__TEXT TO READ__
_ _ _ _ _ _ _

Multiple return values...

Manu turkeyman at gmail.com
Sun Mar 11 04:50:11 PDT 2012


On 11 March 2012 05:04, Andrei Alexandrescu
<SeeWebsiteForEmail at erdani.org>wrote:

> On 3/10/12 4:37 AM, Manu wrote:
>
>> I still fundamentally see a clear divide between a Tuple, which is a
>> deliberately structured association of multiple values, and 'multiple
>> return values' which is an explicit non-association of multiple returned
>> things.
>>
>
> There is no difference. A Tuple is a product type, exactly like
> superposing arbitrary values together.


So you're saying that whatever I think about the implementation of Tuple is
wrong? It is not actually a structured type?


> You need to address that principle before I can begin to accept the idea
>> of abusing a structured tuple as a substitute for this important
>> language feature.
>>
>> My analogy is the function argument list. You don't think of the
>> arguments you pass to a function as a Tuple (is it implemented
>> internally in this way? if so, it is well hidden, and perhaps similar
>> magic can be done...)
>> You pass, TO a function, multiple un-associated values.
>>
>
> This analogy is tenuous for D because functions are defined to return one
> type, e.g. typeof(fun(args)) is defined. Once we get into disallowing that
> for certain functions, we're looking at major language changes for little
> benefit.


I don't know how 'major' they'd really work out to be. It's not a paradigm
buster. There are some details, but I don't even think it would need to be
a breaking change to the language (maybe some very subtle tweaks).

_ _ _ _ _ _ _

Annotated coordinate records:
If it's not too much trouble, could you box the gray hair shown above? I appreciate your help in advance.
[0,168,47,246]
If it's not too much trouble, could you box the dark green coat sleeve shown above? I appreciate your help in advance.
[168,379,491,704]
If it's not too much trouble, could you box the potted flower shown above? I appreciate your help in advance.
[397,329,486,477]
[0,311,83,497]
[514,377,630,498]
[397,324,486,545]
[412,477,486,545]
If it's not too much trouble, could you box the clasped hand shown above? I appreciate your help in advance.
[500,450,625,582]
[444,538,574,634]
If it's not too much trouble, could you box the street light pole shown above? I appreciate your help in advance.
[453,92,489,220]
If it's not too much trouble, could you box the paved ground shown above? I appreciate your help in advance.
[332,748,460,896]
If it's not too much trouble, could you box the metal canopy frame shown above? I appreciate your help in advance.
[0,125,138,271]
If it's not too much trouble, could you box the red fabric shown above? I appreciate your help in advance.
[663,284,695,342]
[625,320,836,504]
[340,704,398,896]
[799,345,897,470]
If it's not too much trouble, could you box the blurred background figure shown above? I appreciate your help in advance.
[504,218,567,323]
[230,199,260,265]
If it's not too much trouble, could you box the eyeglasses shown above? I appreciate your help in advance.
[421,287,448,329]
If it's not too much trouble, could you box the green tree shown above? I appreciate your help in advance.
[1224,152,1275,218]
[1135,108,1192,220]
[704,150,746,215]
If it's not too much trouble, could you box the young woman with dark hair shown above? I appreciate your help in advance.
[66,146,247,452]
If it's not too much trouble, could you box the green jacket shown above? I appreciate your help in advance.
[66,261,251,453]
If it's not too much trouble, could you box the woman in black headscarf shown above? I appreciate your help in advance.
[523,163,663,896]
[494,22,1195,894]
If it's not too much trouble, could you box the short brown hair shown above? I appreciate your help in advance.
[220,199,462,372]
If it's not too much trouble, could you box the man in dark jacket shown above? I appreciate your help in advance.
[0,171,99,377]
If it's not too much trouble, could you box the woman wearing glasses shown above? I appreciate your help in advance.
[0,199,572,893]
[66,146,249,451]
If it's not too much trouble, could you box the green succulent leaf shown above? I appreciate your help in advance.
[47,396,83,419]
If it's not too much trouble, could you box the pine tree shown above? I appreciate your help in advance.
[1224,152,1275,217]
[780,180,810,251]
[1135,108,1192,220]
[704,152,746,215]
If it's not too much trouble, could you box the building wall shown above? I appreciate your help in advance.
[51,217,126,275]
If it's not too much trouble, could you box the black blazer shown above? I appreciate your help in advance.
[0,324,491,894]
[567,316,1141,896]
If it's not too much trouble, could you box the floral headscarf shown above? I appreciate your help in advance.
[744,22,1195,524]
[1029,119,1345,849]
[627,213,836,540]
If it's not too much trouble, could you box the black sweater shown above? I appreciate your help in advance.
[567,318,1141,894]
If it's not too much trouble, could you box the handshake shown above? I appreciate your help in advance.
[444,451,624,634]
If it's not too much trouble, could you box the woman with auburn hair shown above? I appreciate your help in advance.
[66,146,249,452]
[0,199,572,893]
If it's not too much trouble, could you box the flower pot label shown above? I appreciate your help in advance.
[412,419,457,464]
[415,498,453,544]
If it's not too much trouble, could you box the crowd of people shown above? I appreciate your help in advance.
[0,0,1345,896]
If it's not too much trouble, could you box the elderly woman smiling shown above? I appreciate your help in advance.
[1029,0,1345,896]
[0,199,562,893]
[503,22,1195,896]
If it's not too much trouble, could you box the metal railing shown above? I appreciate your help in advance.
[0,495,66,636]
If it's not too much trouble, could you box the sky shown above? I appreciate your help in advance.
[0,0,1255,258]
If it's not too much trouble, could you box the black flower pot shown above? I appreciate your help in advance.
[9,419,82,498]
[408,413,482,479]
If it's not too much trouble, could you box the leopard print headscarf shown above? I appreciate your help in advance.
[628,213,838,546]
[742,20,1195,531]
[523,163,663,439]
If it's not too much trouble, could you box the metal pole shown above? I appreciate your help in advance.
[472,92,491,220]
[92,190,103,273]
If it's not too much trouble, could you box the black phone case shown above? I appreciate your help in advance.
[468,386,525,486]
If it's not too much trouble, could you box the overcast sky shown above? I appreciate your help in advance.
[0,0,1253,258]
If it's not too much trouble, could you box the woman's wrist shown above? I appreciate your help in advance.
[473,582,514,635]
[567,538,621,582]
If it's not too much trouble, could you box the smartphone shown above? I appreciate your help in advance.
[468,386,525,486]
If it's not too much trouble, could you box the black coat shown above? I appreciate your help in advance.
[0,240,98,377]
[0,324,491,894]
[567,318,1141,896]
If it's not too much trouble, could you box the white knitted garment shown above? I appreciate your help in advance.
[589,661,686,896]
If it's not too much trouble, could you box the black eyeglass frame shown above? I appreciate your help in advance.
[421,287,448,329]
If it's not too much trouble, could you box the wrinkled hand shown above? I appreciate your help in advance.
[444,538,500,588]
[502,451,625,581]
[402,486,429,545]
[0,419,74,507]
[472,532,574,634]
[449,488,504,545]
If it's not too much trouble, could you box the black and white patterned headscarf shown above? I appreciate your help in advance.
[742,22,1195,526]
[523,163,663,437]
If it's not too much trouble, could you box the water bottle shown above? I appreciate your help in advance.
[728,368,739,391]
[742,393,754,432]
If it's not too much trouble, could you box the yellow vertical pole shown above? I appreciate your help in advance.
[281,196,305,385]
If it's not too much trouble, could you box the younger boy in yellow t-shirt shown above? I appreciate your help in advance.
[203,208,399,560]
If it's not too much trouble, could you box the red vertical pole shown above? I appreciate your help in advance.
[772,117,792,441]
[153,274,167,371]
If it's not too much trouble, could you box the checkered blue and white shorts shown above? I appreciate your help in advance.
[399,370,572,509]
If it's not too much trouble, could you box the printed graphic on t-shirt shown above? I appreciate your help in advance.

_ _ _ _ _ _ _

__EXERCISE TASK__
Print the stretch of the email about multiple return values above, starting at "I don't know" and ending at "very subtle tweaks).".

__RESPONSE__
I don't know how 'major' they'd really work out to be. It's not a paradigm
buster. There are some details, but I don't even think it would need to be
a breaking change to the language (maybe some very subtle tweaks).